- **OBJECTIVE**
Identify and copy every line in the records that contains the word "navy", treating it as case-sensitive.
* * * * * * * * *
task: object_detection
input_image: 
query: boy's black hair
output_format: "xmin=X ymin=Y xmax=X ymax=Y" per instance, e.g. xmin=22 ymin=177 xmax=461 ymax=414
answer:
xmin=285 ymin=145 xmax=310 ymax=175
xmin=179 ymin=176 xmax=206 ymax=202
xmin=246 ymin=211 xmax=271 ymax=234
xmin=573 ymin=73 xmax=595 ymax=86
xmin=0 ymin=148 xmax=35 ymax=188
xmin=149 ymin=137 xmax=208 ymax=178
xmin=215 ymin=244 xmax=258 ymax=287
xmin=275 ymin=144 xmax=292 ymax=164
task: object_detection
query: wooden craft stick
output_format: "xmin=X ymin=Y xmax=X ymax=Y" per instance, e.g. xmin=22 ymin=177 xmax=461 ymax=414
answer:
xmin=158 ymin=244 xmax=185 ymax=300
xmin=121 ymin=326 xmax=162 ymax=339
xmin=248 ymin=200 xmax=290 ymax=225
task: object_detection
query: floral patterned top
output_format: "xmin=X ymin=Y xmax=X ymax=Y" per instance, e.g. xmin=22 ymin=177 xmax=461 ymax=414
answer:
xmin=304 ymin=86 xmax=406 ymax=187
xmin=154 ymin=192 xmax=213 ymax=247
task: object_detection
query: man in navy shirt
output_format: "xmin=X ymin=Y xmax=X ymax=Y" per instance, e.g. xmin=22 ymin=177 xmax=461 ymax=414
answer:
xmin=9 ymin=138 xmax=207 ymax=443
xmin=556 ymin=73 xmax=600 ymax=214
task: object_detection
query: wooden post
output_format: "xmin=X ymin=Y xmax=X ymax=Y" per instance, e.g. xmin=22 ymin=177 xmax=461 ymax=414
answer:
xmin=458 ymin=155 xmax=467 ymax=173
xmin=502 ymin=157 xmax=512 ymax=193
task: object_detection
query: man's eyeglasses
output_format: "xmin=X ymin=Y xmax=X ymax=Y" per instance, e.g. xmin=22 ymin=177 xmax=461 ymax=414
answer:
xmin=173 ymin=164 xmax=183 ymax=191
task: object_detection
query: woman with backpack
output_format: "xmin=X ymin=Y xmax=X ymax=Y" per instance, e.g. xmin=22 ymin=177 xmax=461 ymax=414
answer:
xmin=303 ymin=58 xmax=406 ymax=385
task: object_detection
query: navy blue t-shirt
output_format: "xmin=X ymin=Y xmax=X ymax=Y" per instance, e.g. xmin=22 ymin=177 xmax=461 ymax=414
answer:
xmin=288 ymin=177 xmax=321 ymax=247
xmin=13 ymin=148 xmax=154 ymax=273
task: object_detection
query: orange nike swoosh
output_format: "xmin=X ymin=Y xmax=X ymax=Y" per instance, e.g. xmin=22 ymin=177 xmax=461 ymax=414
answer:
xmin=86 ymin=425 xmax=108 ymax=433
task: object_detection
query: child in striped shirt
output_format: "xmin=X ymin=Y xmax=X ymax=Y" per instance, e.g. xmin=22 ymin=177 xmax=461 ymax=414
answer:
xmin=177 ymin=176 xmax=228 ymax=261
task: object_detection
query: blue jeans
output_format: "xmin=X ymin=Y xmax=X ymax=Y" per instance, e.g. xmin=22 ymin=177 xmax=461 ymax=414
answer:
* * * * * * * * *
- **FULL SOLUTION**
query: man in navy shirt
query: navy blue t-shirt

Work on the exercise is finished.